WHAT THIS TASK INVOLVES
In the passage on analyzing and modifying plant genomes, what does functional genomics relate variability in DNA sequences to?

PASSAGE PROVIDED
○ ○ ○ ○ ○

Analysis and Modification of Plant Genomes.  With today's rapid developments in genetics and genomics, many possibilities for improving plants exist now that were unimaginable even a few years ago. Barriers to movement of single genes or small numbers of genes across unrelated species are being breached, allowing transfer of key genetic capabilities not just among higher plants, but across classes of organisms (such as from bacteria to plants). New information about DNA structure provides insights into how gene activities are regulated (activated only when needed) and coordinated with other related genes. Gene function can differ depending upon location in the genome, and this variability often determines success or failure of crop improvement efforts. Knowledge of these fundamental processes is important to the future of agriculture, because the knowledge will allow increased production of food, fiber, medicines, and other products, in a way that is important deterioration.

Functional genomics is the science that relates variability in DNA sequences to the function, expression, and regulation of genes, and ultimately to the phenotype. The Plant Biological and Molecular Processes Program concentrates on long-term discovery research to improve the manipulation of genes and gene expression for agricultural purposes. Research goals include, but are not limited to, identifying sources of new genes; recognizing and modifying important genes and the mechanisms for regulation of their expression; characterizing and manipulating the cell signals that govern the patterns of gene activities; altering the processes of recombination to improve transgene expression and provide specificity to its genomic location; and tailoring the temporal, spatial, and environmental regulation of transgenes to meet specific needs. Intensive research is aimed at genes important to agricultural purposes, such as those coding for plant growth and development, disease and stress resistance, nutrient absorption, seed development, grain-quality traits, nutritional properties, and flowering expression. Under this National Program the research is aimed at developing an understanding of the continuum from DNA to phenotype and the mechanisms that provide that continuum.

○ ○ ○ ○ ○

DATA TO EXAMINE
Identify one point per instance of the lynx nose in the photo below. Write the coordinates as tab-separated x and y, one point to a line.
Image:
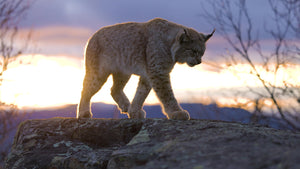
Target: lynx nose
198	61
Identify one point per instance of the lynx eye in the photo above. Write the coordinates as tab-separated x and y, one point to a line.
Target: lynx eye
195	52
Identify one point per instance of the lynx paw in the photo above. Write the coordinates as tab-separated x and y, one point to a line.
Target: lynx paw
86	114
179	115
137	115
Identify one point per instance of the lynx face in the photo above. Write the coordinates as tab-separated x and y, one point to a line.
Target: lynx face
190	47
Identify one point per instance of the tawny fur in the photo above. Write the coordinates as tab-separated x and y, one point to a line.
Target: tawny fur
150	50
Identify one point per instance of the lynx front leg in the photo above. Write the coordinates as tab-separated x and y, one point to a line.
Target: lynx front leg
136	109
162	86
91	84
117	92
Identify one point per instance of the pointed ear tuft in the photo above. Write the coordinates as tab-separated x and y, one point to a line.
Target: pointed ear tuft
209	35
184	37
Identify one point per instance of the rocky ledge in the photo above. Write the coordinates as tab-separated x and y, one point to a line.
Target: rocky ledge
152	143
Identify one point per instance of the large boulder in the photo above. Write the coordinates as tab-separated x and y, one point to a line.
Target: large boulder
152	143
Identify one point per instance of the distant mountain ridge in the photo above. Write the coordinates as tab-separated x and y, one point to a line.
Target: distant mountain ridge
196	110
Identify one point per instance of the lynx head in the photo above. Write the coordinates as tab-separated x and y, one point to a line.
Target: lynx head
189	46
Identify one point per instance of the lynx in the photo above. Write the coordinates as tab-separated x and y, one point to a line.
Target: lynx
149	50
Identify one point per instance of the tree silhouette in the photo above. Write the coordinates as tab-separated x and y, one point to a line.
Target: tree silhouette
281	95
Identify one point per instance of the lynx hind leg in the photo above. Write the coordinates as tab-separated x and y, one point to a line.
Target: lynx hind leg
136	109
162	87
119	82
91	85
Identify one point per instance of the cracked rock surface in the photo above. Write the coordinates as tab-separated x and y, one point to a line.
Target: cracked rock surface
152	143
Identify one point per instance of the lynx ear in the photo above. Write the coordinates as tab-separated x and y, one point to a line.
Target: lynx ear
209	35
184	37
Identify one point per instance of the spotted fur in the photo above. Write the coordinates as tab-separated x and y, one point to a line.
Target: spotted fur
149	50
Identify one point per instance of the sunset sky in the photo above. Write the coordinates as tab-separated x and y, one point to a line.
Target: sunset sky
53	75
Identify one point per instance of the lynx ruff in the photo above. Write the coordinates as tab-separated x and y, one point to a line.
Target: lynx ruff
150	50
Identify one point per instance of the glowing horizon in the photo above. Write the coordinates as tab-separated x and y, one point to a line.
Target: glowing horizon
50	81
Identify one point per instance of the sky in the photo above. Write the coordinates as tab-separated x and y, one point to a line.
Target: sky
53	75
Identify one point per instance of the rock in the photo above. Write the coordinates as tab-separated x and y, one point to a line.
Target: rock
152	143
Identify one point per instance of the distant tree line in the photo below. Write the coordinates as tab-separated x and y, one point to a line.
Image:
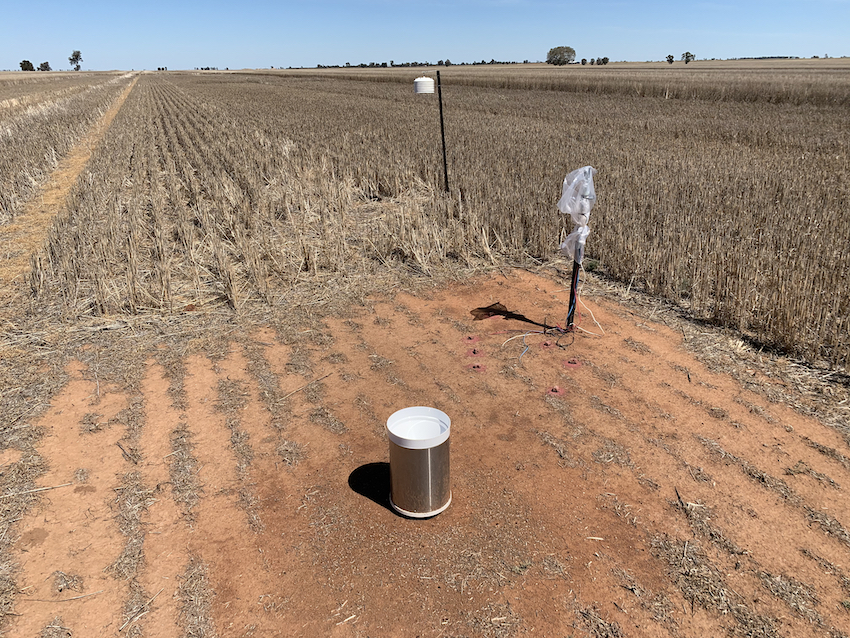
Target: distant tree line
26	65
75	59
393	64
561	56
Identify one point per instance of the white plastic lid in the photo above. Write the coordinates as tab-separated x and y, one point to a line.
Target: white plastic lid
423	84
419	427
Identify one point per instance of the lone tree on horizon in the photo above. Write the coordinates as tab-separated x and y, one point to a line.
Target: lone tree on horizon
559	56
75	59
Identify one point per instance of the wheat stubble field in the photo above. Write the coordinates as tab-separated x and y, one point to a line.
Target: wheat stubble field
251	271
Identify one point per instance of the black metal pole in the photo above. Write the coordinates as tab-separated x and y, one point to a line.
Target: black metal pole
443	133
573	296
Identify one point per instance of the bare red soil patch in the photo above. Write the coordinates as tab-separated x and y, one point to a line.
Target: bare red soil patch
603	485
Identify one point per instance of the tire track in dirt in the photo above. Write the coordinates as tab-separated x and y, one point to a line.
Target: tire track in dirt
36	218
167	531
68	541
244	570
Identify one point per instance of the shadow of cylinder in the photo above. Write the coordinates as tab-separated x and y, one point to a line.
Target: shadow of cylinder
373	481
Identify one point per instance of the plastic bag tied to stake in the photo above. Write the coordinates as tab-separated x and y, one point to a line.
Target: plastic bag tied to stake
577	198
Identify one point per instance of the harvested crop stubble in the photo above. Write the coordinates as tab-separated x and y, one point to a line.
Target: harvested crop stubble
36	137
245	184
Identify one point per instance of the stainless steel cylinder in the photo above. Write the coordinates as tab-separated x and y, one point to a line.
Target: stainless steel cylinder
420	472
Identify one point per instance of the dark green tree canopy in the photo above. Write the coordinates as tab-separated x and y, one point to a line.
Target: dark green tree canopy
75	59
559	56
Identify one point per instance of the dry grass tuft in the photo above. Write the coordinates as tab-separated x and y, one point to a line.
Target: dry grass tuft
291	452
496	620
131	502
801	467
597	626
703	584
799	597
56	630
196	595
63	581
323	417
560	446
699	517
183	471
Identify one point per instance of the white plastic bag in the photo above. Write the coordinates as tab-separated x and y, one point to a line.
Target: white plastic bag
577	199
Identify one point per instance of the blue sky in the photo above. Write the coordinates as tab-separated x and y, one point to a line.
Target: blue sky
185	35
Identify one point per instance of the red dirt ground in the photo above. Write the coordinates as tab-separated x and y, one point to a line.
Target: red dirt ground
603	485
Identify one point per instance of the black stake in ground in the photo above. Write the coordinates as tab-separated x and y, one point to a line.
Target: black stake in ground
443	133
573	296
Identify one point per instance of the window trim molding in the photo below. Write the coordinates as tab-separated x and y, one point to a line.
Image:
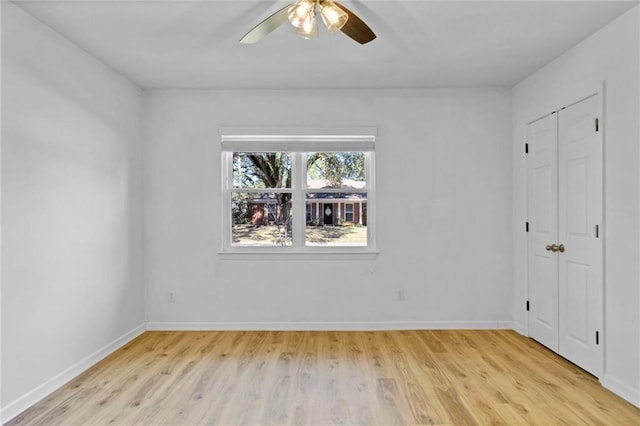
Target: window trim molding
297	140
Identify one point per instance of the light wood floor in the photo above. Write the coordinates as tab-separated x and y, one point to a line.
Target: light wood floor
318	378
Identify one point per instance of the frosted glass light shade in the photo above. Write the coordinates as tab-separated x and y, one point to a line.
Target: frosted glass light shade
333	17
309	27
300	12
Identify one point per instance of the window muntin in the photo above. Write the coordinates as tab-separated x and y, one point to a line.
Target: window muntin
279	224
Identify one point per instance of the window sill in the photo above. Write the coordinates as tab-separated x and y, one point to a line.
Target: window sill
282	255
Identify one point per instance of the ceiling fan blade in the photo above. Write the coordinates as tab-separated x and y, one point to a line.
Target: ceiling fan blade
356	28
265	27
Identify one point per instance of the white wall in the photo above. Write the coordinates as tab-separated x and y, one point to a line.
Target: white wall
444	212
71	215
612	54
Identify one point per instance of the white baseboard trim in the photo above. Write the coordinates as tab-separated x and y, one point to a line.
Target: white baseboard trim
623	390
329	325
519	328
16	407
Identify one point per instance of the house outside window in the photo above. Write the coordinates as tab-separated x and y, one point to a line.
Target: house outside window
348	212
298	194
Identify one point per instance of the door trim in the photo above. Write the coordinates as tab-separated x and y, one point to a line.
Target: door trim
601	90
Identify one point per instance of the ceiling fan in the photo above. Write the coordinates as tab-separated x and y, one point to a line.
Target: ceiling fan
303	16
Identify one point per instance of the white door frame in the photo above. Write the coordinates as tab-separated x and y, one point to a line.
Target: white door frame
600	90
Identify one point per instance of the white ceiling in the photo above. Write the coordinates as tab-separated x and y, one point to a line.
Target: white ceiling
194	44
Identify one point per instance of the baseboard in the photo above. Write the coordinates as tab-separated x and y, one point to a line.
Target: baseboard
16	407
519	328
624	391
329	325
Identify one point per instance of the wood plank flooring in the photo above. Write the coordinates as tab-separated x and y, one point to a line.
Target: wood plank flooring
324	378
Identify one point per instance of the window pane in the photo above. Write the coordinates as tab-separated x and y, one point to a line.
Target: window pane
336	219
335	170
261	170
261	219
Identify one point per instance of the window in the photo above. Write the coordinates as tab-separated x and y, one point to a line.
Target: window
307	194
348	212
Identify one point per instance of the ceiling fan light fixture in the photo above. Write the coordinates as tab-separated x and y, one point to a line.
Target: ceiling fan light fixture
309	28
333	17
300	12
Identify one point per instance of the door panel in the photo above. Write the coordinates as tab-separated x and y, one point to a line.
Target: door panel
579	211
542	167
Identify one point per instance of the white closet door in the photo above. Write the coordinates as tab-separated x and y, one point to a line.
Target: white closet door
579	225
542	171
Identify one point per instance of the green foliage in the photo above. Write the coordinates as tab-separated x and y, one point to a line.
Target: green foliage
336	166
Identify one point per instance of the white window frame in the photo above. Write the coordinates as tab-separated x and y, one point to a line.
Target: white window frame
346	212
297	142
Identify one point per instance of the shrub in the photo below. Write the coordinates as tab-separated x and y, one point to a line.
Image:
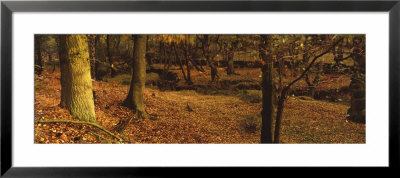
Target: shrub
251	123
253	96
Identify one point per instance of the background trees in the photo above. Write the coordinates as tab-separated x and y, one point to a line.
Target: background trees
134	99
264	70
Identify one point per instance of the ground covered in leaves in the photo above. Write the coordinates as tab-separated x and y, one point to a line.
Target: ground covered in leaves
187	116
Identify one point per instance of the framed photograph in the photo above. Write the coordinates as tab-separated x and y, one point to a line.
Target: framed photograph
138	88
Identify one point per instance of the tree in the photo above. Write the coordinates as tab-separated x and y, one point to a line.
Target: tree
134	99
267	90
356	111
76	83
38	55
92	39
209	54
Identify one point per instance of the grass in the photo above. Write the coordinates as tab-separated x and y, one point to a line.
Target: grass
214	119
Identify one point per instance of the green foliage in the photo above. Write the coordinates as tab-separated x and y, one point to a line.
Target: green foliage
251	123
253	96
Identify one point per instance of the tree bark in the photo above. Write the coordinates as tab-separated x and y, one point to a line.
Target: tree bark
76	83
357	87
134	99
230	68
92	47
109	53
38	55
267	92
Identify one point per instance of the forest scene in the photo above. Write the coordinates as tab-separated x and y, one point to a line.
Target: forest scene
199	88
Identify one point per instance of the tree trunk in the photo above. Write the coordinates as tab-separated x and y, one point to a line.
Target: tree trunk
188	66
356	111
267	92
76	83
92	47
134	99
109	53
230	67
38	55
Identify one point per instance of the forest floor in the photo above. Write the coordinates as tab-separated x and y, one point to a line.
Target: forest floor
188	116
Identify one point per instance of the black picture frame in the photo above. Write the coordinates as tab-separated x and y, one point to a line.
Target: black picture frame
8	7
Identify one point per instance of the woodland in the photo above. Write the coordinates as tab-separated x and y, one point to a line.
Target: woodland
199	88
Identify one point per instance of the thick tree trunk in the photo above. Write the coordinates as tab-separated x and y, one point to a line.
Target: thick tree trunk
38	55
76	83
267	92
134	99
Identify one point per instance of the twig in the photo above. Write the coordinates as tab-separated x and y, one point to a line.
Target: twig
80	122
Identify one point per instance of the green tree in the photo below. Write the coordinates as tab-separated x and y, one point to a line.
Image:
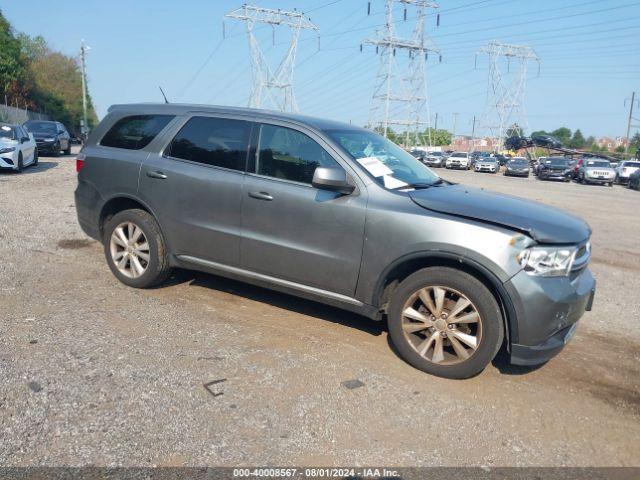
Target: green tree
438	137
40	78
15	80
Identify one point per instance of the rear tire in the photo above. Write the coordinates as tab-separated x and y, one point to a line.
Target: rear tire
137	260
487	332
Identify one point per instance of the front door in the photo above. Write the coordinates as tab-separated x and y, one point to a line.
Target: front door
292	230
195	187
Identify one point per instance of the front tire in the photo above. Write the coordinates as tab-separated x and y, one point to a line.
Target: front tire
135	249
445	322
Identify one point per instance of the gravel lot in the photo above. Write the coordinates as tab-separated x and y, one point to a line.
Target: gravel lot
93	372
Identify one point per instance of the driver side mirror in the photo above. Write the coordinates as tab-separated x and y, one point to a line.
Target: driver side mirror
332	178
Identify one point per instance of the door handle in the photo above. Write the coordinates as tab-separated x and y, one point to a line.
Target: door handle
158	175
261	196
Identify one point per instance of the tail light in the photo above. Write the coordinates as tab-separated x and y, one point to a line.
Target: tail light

○ ○ ○ ○ ○

SOLUTION TO THIS EXERCISE
The function, expression, and regulation of genes, and ultimately the phenotype.